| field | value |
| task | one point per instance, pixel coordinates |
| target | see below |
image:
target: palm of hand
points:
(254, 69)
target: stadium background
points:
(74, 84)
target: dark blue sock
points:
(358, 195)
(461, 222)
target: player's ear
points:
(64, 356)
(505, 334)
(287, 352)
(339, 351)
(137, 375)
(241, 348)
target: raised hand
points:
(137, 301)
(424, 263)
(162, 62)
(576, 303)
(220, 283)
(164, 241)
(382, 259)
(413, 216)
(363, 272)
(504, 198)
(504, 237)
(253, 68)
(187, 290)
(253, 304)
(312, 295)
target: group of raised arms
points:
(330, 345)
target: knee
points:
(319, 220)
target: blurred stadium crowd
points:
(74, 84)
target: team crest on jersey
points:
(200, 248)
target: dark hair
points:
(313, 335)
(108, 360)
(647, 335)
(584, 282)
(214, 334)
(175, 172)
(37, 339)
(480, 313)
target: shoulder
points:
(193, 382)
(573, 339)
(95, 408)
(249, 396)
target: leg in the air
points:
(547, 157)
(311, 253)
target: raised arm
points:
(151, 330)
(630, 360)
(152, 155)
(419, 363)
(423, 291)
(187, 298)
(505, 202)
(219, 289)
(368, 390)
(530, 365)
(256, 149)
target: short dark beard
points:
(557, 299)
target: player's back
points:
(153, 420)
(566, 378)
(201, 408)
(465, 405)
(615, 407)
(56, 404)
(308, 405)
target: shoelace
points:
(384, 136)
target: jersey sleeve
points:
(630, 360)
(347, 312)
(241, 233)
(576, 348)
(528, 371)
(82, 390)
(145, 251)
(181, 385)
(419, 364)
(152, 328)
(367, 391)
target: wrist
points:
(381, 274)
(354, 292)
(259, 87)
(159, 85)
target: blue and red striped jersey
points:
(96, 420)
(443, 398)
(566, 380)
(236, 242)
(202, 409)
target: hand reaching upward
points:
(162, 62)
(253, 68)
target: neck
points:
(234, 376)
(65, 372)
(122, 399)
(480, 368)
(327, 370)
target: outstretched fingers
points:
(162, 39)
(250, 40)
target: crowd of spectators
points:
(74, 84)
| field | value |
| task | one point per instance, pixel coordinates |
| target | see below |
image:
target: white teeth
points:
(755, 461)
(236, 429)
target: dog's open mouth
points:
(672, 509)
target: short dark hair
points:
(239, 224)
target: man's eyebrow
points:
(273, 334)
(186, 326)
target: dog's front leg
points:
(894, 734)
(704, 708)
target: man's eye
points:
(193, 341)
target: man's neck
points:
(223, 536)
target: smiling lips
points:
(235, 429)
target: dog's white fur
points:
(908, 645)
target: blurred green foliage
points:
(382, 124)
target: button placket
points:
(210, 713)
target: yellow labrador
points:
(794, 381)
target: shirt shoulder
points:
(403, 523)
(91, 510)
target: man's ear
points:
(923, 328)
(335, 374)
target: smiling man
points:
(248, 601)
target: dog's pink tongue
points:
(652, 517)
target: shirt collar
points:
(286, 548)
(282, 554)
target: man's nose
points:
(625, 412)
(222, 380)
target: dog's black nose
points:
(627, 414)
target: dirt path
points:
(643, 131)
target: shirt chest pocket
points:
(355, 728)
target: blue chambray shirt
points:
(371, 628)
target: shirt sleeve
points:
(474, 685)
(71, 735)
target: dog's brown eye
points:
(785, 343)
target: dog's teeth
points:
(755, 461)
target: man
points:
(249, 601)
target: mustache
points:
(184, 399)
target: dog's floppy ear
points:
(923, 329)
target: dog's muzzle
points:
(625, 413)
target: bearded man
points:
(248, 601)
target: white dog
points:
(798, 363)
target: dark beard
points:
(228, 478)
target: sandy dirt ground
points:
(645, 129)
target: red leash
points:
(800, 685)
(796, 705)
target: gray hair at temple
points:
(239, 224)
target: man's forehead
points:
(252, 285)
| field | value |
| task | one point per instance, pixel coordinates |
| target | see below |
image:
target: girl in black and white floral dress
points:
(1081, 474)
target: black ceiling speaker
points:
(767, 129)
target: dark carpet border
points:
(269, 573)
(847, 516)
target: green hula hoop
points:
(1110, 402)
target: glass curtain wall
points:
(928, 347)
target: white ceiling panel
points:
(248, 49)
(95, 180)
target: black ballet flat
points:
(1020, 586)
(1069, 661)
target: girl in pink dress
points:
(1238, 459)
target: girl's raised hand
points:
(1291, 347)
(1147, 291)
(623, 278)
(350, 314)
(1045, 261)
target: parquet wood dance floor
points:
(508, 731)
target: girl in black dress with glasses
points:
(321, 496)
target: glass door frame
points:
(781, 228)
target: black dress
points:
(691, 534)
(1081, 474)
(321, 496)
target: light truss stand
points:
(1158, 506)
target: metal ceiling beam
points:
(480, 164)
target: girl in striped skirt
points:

● ● ● ● ● ● ●

**TREŚĆ POLECENIA**
Przepisz wszystkie pozycje z góry bez żadnych zmian, linijka po linijce.

**ODPOWIEDŹ**
| field | value |
| task | one point per instance, pixel coordinates |
| target | see below |
image:
target: palm of hand
points:
(254, 69)
target: stadium background
points:
(74, 84)
target: dark blue sock
points:
(358, 195)
(461, 222)
target: player's ear
points:
(64, 356)
(505, 334)
(287, 352)
(339, 351)
(137, 375)
(241, 348)
target: raised hand
points:
(137, 301)
(424, 263)
(162, 62)
(576, 303)
(220, 283)
(164, 241)
(382, 259)
(413, 216)
(363, 272)
(504, 198)
(504, 237)
(253, 68)
(187, 290)
(253, 304)
(312, 295)
target: group of raised arms
points:
(330, 345)
target: knee
points:
(319, 220)
target: blurred stadium crowd
points:
(74, 84)
target: team crest on jersey
points:
(200, 248)
target: dark hair
points:
(313, 335)
(108, 360)
(647, 335)
(584, 282)
(214, 334)
(175, 172)
(37, 339)
(480, 313)
target: shoulder
points:
(193, 382)
(573, 339)
(95, 408)
(249, 396)
target: leg in the air
points:
(547, 157)
(311, 253)
target: raised arm
points:
(151, 330)
(630, 360)
(152, 155)
(419, 363)
(423, 291)
(187, 298)
(505, 202)
(219, 289)
(368, 390)
(530, 365)
(256, 149)
target: short dark beard
points:
(557, 299)
target: player's back
points:
(153, 420)
(566, 378)
(201, 408)
(465, 405)
(615, 407)
(56, 404)
(308, 405)
target: shoelace
points:
(384, 136)
target: jersey sleeve
points:
(630, 360)
(347, 312)
(241, 233)
(576, 348)
(528, 371)
(82, 390)
(145, 251)
(181, 385)
(419, 364)
(152, 328)
(367, 391)
target: wrist
points:
(381, 274)
(354, 292)
(259, 87)
(159, 85)
target: blue and red striped jersey
points:
(96, 420)
(443, 398)
(566, 380)
(236, 242)
(202, 409)
target: hand reaching upward
points:
(162, 62)
(253, 68)
target: neck
points:
(234, 376)
(65, 372)
(122, 399)
(480, 368)
(327, 370)
target: outstretched fingers
points:
(162, 39)
(250, 40)
target: crowd of spectators
points:
(74, 84)
| field | value |
| task | one point per instance, pixel coordinates |
| target | see below |
image:
target: white teeth
points:
(755, 461)
(236, 429)
target: dog's open mouth
points:
(672, 509)
target: short dark hair
points:
(239, 224)
target: man's eyebrow
points:
(273, 334)
(186, 326)
target: dog's front leg
points:
(894, 734)
(704, 708)
target: man's eye
points:
(193, 341)
target: man's neck
points:
(223, 536)
target: smiling lips
points:
(235, 429)
target: dog's white fur
points:
(908, 645)
target: blurred green foliage
points:
(382, 124)
target: button placket
points:
(210, 713)
target: yellow labrador
points:
(794, 381)
target: shirt shoulder
points:
(403, 523)
(91, 510)
target: man's ear
points:
(923, 328)
(335, 374)
target: smiling man
points:
(248, 601)
target: dog's pink tongue
points:
(652, 517)
target: shirt collar
points:
(286, 548)
(282, 554)
target: man's nose
points:
(625, 412)
(222, 380)
target: dog's black nose
points:
(627, 414)
target: dirt path
points:
(643, 131)
target: shirt chest pocket
points:
(355, 728)
target: blue chambray shirt
points:
(371, 628)
target: shirt sleeve
points:
(474, 685)
(71, 735)
target: dog's brown eye
points:
(785, 343)
target: dog's teeth
points:
(755, 461)
target: man
points:
(249, 601)
target: mustache
points:
(184, 399)
target: dog's floppy ear
points:
(923, 329)
target: dog's muzzle
points:
(625, 413)
target: bearded man
points:
(248, 601)
target: white dog
points:
(798, 363)
target: dark beard
points:
(228, 478)
target: sandy dirt ground
points:
(645, 129)
target: red leash
points:
(800, 685)
(796, 705)
target: gray hair at temple
points:
(239, 224)
target: man's forehead
points:
(252, 285)
| field | value |
| task | one point per instance, pixel coordinates |
| target | see below |
image:
target: girl in black and white floral dress
points:
(1081, 474)
target: black ceiling speaker
points:
(767, 129)
target: dark carpet border
points:
(269, 573)
(847, 516)
target: green hula hoop
points:
(1110, 402)
target: glass curtain wall
points:
(928, 347)
target: white ceiling panel
points:
(248, 49)
(95, 180)
target: black ballet flat
points:
(1020, 586)
(1069, 661)
target: girl in pink dress
points:
(1238, 459)
target: girl's raised hand
points:
(1291, 347)
(1147, 291)
(623, 278)
(350, 314)
(1045, 261)
target: parquet wood dance floor
points:
(508, 731)
target: girl in black dress with glasses
points:
(321, 496)
target: glass door frame
points:
(781, 228)
target: black dress
points:
(691, 534)
(1081, 474)
(321, 496)
target: light truss stand
points:
(1158, 506)
target: metal ceiling beam
points:
(480, 164)
target: girl in striped skirt
points:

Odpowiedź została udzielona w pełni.